Entries from a dataset
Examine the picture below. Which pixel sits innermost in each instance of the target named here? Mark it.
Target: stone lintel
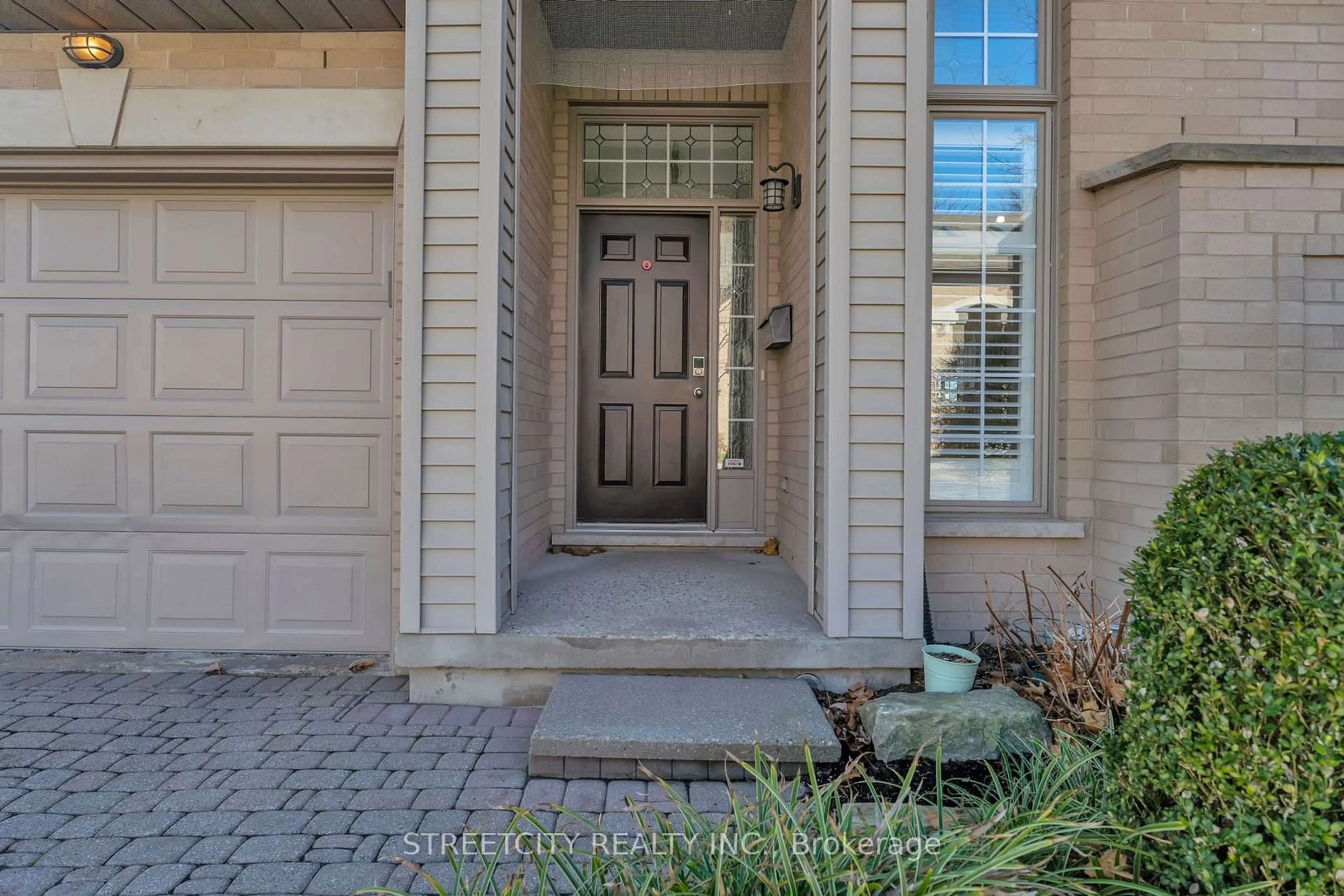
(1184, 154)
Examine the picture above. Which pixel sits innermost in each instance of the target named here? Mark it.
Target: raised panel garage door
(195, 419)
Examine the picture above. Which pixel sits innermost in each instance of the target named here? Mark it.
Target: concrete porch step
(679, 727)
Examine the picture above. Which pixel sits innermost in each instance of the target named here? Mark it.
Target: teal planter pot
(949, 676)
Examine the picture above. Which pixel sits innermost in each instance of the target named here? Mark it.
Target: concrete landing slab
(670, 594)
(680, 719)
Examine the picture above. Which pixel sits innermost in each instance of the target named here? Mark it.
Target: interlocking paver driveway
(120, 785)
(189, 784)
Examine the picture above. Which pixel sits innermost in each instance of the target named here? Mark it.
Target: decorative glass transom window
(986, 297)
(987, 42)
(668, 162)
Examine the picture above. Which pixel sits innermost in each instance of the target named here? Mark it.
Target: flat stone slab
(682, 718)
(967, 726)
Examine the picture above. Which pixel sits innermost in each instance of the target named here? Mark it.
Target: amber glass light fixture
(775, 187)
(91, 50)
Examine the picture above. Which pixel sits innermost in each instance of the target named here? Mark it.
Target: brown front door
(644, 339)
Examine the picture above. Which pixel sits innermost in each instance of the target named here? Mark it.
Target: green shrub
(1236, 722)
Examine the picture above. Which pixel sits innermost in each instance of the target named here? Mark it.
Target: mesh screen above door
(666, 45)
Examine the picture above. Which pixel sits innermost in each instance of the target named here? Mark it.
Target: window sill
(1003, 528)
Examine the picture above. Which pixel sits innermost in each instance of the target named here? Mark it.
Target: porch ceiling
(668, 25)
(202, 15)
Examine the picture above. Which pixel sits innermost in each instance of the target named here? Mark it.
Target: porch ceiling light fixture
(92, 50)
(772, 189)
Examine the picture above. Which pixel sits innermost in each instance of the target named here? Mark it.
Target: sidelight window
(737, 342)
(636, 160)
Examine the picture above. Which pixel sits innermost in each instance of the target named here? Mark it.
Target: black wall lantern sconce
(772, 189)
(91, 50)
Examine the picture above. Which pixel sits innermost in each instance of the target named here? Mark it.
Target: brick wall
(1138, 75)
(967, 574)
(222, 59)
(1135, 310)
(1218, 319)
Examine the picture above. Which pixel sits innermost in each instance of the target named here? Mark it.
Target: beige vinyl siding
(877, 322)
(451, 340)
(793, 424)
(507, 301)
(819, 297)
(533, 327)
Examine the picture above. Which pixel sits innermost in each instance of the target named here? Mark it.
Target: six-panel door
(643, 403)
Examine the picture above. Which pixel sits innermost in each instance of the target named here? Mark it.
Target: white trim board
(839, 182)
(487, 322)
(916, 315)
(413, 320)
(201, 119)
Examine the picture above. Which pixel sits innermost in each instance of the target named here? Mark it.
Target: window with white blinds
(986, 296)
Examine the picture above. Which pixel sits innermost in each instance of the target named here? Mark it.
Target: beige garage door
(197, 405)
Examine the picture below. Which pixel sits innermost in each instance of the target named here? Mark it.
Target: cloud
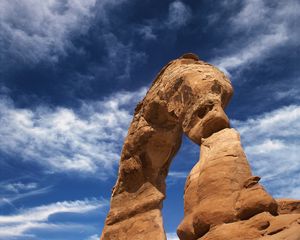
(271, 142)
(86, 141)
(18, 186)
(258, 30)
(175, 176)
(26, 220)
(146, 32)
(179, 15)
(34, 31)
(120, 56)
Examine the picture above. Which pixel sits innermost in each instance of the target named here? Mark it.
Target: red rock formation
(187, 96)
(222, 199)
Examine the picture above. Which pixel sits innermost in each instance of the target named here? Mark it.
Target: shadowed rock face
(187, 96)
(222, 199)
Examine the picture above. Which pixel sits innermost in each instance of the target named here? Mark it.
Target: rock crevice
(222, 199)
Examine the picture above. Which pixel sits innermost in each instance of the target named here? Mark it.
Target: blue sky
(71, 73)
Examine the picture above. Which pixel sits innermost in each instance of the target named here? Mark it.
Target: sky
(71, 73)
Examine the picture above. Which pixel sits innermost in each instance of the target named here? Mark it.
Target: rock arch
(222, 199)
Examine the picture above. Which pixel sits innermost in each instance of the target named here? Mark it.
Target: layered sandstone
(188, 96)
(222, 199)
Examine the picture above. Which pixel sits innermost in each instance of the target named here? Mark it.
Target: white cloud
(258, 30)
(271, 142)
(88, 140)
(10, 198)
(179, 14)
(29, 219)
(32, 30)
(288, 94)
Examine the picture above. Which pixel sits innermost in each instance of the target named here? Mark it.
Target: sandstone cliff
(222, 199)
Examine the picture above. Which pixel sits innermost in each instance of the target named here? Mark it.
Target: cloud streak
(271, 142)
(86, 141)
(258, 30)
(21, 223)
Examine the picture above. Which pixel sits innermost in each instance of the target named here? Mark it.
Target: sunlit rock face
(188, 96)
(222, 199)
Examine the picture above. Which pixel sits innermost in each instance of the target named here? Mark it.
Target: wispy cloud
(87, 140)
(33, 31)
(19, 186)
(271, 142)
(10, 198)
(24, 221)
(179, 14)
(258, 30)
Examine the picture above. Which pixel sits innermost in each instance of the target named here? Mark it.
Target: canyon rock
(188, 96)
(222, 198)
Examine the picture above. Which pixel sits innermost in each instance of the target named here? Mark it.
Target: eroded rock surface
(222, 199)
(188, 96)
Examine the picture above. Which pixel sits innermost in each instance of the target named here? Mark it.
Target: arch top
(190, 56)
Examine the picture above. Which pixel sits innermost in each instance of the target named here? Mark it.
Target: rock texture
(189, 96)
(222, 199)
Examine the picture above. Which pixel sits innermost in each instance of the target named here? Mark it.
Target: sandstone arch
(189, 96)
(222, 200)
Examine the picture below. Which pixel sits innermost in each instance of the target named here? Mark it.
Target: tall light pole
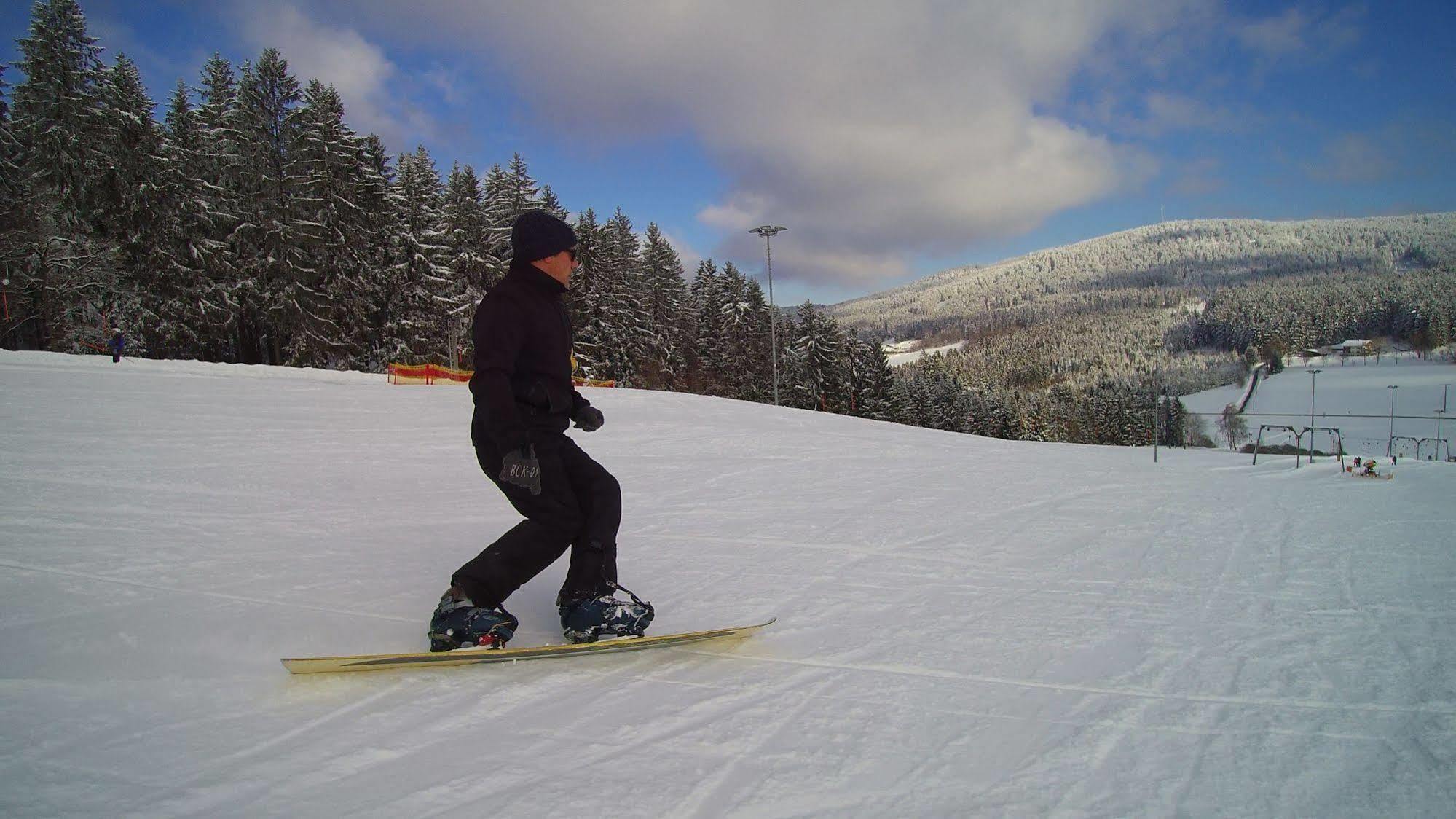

*Task to carry out:* Can you repeat every one of the rows above word for word, leaving the pictures out?

*Result below:*
Examine the picture below. Which pixel sits innermost in each instance of the target named here? Mark it.
Target: stone lintel
(1184, 154)
Examine the picture above. Which pixel sits innermost in each instance of the target named here? Mark it.
Target: raised panel garage door
(195, 419)
Examine the picture above. Which pixel sits innermost in each instance of the target named here? Mark it.
Target: concrete porch step
(679, 727)
Examine the picture above. Which pixel sits innermost in each instance of the target named here? Mark it.
Target: teal planter pot
(949, 676)
Examine the picture above. Which pixel sits innermost in each instance of the target named here? Mark it.
Target: concrete landing slab
(670, 594)
(680, 719)
Examine the picture above. Which pixel sits innermost in each instance of the target named here? Mark it.
Target: interlocking paver driveway
(120, 785)
(189, 784)
Examine the picture above. Which pixel sits innermost in each instance of the target named here? Mark it.
Target: decorative glass transom window
(986, 297)
(987, 42)
(668, 162)
Examine the picture above. Which pixel sits innermost in each instance of the target named here? Mark it.
Target: flat stone slab
(682, 718)
(967, 726)
Examine the picture above. Which pixel sits innermost in each instance of the target named here? Mark it.
Target: amber glass light fixture
(775, 187)
(91, 50)
Examine the picture above. Which pixel sits innermost in each instance of the target named here? Mark it.
Target: brown front door
(644, 339)
Examine the picture above. Which pixel sits innermost in each instance of the target named here? Mark it.
Target: green shrub
(1236, 722)
Examine the picture above. Which pixel sits innermost in each instance of the target named here? Mark it.
Target: mesh screen above door
(666, 45)
Examine the picture above. Which pixel sits innermost in each instance of the target named here? Mark it.
Target: window sill
(1003, 528)
Examine the picture above. Which pixel sits innermost in each instance of the target named here? Mark it.
Target: porch ceiling
(668, 25)
(202, 15)
Examine the picture above. Which pixel sits innermost in each instance of the target named here? Mark it.
Target: porch ceiling light fixture
(92, 50)
(772, 189)
Examine the picture above. Which pixel sits innermost in each instance of the target named here? Mark it.
Target: sidelight window
(737, 342)
(636, 160)
Examine the picture above. Which pixel sits innermost in each instance of the target named here? Mark it.
Target: black wall lantern sconce
(772, 189)
(91, 50)
Examine the picture above. Which pixel sits innermost in each instance of the target named here? Mark it.
Target: brick wall
(1138, 75)
(967, 574)
(222, 59)
(1135, 310)
(1218, 319)
Examine the picture above. Which pixel sits innermost in each instance of the target named here? Mark it.
Target: beige vinyl siding
(877, 322)
(451, 340)
(793, 424)
(507, 301)
(819, 297)
(533, 327)
Examine the picture above. Which pixel sits innermost in each instance of the target named here? Mark it.
Target: six-panel door
(643, 403)
Examine the picture above. Which pixel sits innermost in each instance of the target named here? Mark it.
Target: white trim board
(839, 182)
(487, 322)
(916, 315)
(413, 320)
(201, 119)
Examine the picture above. Which pixel sits innermost in each instance of the target named here? Mark it.
Target: window with white blinds
(986, 296)
Examine the picture above. Which pixel sits innermost in each instance of the target named here? Mark it.
Target: beige garage door
(197, 405)
Examine the picture below. Which pixel sits innermost in each instance of the target named here? Mark it.
Target: cloud
(271, 142)
(86, 141)
(18, 186)
(258, 30)
(175, 176)
(26, 220)
(146, 32)
(179, 15)
(34, 31)
(120, 56)
Examine the picture above. Which pixel sits innermost in each instance of the target named here? Mark it.
Target: red rock formation
(187, 96)
(222, 199)
Examine the picture above. Which pixel sits innermost in each instance of the target named here? Mark it.
Target: shadowed rock face
(187, 96)
(222, 199)
Examine the picture above. Which pixel sits innermost in each instance of the target named here? Mark it.
Target: rock crevice
(222, 199)
Examine the picture above. Which pixel sits innermost in each instance of the target named here? Mark it.
Target: blue sky
(71, 73)
Examine the picture above. Which pixel sits innermost in each instance of the target named here? Mark it.
Target: sky
(71, 73)
Examine the picture above. Which pixel sits innermost in each instance of the target named here? Mark it.
Target: rock arch
(222, 199)
Examine the picture above. Which pixel sits innermost in each instance of the target named here? Mark it.
Target: layered sandstone
(188, 96)
(222, 199)
Examine the picture above. Which pixel sits innermost in each instance of the target named here? Mark it.
Target: white cloud
(258, 30)
(271, 142)
(88, 140)
(10, 198)
(179, 14)
(29, 219)
(32, 30)
(288, 94)
Examine the picture above. Which pixel sits innermost in each instance of the target named here? Mark it.
Target: sandstone cliff
(222, 199)
Examine the picture above. Which pixel sits innermost in each instance of the target named here? Mark it.
Target: cloud streak
(271, 142)
(86, 141)
(258, 30)
(21, 223)
Examine the picture above. Which pixel sits innermost in each instance of the target named here? Mark it.
Target: sunlit rock face
(188, 96)
(222, 199)
Examine the picture above. Which pixel sits innermost in each instance of the target named here? Mark it.
Target: wispy cloud
(87, 140)
(33, 31)
(19, 186)
(271, 142)
(10, 198)
(24, 221)
(179, 14)
(258, 30)
Examine the picture above. Which pixel sits innermost in each instance of the target named here? Mark it.
Target: canyon rock
(188, 96)
(222, 198)
Examine the picture above. Which pixel sits innermost in each instance of the target named here? Mark it.
Target: eroded rock surface
(222, 199)
(188, 96)
Examine the picture above. Which pixel sits innermost in each instance of the target named here? Mark it.
Target: arch top
(190, 56)
Examine the picture above. Which pixel sits innermost in each instance of the target named here? Mark it.
Target: rock texture
(189, 96)
(222, 199)
Examine the picture above. Which pixel sits innermost in each instance of the target named here? Mark it.
Target: sandstone arch
(189, 96)
(222, 200)
Examine the picture below. Which pixel sits innermost in each instance of the target named here? Mark it.
Target: tall light pole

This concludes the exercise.